What is expected:
Extend the blog post below on accounting for derivatives by writing what would follow its final sentence.

Given passage:

= Beginning of Section =

Wednesday, March 25, 2009

Hernando de Soto Says Toxic Assets Emerged From a Shadow Economy - WSJ.com

When in doubt, blame the accountants?

Why? As Hernando de Soto points out, there are trillions of dollars of off balance sheet obligations that can not be easily accounted for.

Without a doubt regulators and law makers deserve much of the criticism for allowing this to happen, but at the root is a failure in information systems (and by this I mean accounting and not IT).

Hernando de Soto Says Toxic Assets Emerged From a Shadow Economy - WSJ.com:
"These derivatives are the root of the credit crunch. Why? Unlike all other property paper, derivatives are not required by law to be recorded, continually tracked and tied to the assets they represent. Nobody knows precisely how many there are, where they are, and who is finally accountable for them. Thus, there is widespread fear that potential borrowers and recipients of capital with too many nonperforming derivatives will be unable to repay their loans. As trust in property paper breaks down it sets off a chain reaction, paralyzing credit and investment, which shrinks transactions and leads to a catastrophic drop in employment and in the value of everyone's property."
Now of course, the accountants were only following the law and as such can only be blamed so much. But maybe if FASB or some other accounting group remembered that their ultimate objective should be to reduce information asymmetries and improve management decisions and not rote compliance and tax avoidance, they would have realized that all liabilities and not just traditional debt obligations should be accounted for in a manner that is accessible both internally and externally.

Investors need to know. Managers need to know.


BTW The small excerpt of the WSJ op/ed piece by Hernando de Soto does not do it justice. Read the whole thing. It is very well thought out.

= End of Section =

(Stored data)
= Beginning of Section =

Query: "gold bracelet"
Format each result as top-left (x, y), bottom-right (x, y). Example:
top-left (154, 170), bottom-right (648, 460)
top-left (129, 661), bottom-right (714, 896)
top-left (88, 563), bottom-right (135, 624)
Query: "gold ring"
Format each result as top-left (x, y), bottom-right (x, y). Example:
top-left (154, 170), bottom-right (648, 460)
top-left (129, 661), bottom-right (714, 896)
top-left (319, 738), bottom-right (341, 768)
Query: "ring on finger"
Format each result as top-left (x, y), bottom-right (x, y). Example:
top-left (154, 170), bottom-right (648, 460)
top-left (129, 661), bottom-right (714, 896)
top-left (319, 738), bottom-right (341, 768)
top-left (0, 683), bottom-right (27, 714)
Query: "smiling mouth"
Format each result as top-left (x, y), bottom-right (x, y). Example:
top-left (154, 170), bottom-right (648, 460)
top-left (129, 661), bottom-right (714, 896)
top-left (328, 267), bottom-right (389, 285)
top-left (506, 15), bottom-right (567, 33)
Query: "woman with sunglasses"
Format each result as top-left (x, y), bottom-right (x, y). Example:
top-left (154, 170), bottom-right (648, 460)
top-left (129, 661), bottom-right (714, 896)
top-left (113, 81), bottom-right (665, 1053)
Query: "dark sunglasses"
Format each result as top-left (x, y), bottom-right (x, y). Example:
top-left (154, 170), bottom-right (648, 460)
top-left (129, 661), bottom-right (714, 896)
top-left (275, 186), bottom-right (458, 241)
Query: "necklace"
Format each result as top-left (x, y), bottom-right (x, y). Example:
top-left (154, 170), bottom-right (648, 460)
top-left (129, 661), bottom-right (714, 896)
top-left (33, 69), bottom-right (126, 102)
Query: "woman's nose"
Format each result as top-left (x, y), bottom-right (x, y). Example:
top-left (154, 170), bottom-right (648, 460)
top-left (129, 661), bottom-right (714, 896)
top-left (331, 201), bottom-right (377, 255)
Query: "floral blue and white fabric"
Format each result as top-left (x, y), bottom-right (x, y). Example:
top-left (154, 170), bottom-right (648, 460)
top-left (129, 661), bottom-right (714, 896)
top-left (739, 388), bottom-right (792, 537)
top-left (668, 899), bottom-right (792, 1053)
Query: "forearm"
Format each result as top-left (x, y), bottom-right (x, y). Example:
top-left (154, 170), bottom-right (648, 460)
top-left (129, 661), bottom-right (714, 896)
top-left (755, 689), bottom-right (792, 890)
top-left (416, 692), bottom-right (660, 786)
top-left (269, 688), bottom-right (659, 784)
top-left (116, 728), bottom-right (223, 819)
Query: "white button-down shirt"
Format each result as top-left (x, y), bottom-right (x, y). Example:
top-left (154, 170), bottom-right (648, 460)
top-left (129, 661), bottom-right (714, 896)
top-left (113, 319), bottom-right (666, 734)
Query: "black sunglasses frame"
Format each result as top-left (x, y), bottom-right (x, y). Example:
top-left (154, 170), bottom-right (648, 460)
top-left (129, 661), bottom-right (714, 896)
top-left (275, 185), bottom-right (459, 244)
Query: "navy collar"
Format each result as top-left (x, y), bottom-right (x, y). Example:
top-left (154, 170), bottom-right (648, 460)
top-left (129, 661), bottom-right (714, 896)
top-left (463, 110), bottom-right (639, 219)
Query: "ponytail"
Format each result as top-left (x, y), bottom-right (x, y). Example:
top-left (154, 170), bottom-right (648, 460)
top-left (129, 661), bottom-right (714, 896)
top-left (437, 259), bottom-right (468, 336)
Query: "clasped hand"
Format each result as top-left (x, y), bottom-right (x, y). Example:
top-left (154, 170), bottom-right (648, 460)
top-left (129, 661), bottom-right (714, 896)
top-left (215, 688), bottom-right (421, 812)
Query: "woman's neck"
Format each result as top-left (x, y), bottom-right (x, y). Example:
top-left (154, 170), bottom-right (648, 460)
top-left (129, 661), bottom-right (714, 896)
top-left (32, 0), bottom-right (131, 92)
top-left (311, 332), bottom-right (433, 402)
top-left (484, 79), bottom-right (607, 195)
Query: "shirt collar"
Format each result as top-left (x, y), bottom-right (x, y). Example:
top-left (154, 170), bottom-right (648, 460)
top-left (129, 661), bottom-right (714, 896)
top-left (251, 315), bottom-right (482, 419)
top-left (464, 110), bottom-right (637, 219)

= End of Section =

Solved problem:
Update: (about 30 minutes after posting this originally). I just heard from an accountant saying that this was at least partially required. To which I will only say that we can still not figure out actual liabilities this far into the process. It is a problem. Maybe one of ignorance, but at some point the presentation has to improve to make the true risk more easily understood.

Update 2: More evidence that accounting needs to get a wake-up call....From the same day's WSJ in an article on stress-testing banks:

" Remember, 19 of the largest financial firms have been asked to submit to stress tests detailing the adequacy of their capital.

Talk about irony. Financial markets are in disarray today because leading firms chose to bury complicated instruments in their books. The results were opaque balance sheets that hid the considerable use of leverage, and proved misleading both to investors and examiners. These same firms are now being required by regulators to use these misshapen accounts to make far-ahead predictions."

Again, the accounting numbers were and are inadequate.

1 comment:

Anonymous said...

Excuse me but exchange traded derivatives are cleared through legitimate well regulate clearing houses according to strict rules and capital requirements. Do not consider all derivative positions evil, flawed or stupid.

There has never been a clearing party failure at the CBOT. True, derviative trades can be dangerous and inappropriate for many instituions, many reasons and for many people but clearing off exchange is entirely different.